• Trecho da fonte:
________________

O presidente eleito Jair Bolsonaro anunciou anteontem que enviará o futuro ministro de Ciência e Tecnologia, Marcos Pontes, a Israel, onde vai aprender sobre dessalinização – ou seja, transformar água salgada em potável. Entretanto, Pernambuco já dessaliniza desde 1988. São 185 desses sistemas no Estado. Há preocupação com os resíduos do processo, que libera água muito salobra e precisa ser descartada corretamente. Mas, até para isso, especialistas brasileiros já descobriram uma solução.
A dessalinização se tornou política pública nacional em 2004, com o Programa Água Doce (PAD), que investia no sistema para comunidades de baixa renda. Não se perfura somente um poço porque a água no subsolo é salobra. “Setenta por cento do solo do Nordeste tem uma geologia de cristalino. Isso significa que, quando a água cai ali, ela se mineraliza”, explicou o pesquisador da Fundação Joaquim Nabuco João Suassuna.
De acordo com Suassuna, havia dois problemas principais com o projeto, cujas soluções já foram descobertas. “O primeiro problema era o do equipamento, que era importado e encarecia muito a manutenção dos sistemas. Mas a Universidade Federal de Campo Grande (UFCG) já desenvolve as membranas filtrantes, e ela está na Paraíba”, mostrou. As membranas são necessárias para realizar a osmose reversa, tecnologia de dessalinização utilizada tanto no Nordeste quanto em Israel.

________________

• Dados registrados:
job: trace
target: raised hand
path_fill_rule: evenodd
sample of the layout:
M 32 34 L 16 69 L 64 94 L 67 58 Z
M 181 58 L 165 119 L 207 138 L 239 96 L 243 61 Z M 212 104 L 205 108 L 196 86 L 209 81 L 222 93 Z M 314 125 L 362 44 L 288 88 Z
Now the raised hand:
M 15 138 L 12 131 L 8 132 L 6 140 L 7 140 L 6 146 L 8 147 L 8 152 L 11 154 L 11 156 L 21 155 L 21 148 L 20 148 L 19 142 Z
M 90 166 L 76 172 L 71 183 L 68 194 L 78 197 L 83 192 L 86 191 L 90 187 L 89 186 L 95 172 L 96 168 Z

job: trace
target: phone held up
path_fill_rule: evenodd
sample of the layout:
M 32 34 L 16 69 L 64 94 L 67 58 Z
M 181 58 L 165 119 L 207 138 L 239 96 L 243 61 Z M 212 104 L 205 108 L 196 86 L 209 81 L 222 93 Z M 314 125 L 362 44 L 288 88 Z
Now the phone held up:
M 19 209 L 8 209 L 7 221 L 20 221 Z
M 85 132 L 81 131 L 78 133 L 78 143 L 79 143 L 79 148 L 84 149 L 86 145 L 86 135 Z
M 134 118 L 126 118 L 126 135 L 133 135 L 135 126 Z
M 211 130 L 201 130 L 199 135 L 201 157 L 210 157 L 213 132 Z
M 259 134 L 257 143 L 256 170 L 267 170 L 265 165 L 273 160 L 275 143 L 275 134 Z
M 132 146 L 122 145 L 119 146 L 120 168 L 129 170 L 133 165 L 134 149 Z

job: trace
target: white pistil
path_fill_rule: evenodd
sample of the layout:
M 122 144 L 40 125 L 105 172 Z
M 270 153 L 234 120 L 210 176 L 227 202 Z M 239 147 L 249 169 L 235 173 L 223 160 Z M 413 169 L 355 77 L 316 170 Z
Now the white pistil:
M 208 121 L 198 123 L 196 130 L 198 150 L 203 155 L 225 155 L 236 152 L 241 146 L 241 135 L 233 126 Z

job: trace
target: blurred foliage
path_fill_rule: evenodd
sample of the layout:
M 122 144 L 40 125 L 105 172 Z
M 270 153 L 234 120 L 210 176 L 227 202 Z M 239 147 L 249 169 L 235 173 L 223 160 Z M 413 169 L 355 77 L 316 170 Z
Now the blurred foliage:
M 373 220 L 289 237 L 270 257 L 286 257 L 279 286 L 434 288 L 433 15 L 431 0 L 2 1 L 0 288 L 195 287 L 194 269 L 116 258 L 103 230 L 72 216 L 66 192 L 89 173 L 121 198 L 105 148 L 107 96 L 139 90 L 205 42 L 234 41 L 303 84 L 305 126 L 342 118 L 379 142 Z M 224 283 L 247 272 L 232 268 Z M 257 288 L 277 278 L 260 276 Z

________________

• Tarefas a realizar:
1. Transcreva sem alterações a parte do texto sobre dessalinização que abre com as palavras "O presidente eleito" e fecha com "descobriram uma solução.".
2. Por favor, prossiga com o texto sobre dessalinização a partir do ponto em que ele para.

• Respostas em ordem:
1.
O presidente eleito Jair Bolsonaro anunciou anteontem que enviará o futuro ministro de Ciência e Tecnologia, Marcos Pontes, a Israel, onde vai aprender sobre dessalinização – ou seja, transformar água salgada em potável. Entretanto, Pernambuco já dessaliniza desde 1988. São 185 desses sistemas no Estado. Há preocupação com os resíduos do processo, que libera água muito salobra e precisa ser descartada corretamente. Mas, até para isso, especialistas brasileiros já descobriram uma solução.

2.
“O segundo problema era o do resíduo da dessalinização. Uma água com muito sal concentrado. Antes era um problema ambiental, mas a Embrapa encontrou a forma de resolvê-lo. A água é utilizada em plantações de halófilas, como os coqueiros, e em criações de tilápias e camarões.” Em Riacho das Almas, no Agreste, o rejeito ainda está sendo armazenado em tanques. Mas o projeto em andamento é o de criar tilápias e colocar o filé na merenda escolar municipal.
“Aqui, a única opção de muita gente é a água dessalinizada. São 13 mil litros por hora em 17 pontos longínquos da Zona Rural e dois no Centro. Se não fosse isso, andariam dois ou três quilômetros para encher potes em um riacho de água salobra”, contou o diretor de Recursos Hídricos da cidade, Naelson Beserra. Riacho das Almas recebeu o primeiro dessalinizador do Estado, em 1988, no Governo de Miguel Arraes. E o primeiro a funcionar com energia solar, em 2015. A energia utilizada nos dessalinizadores é um problema.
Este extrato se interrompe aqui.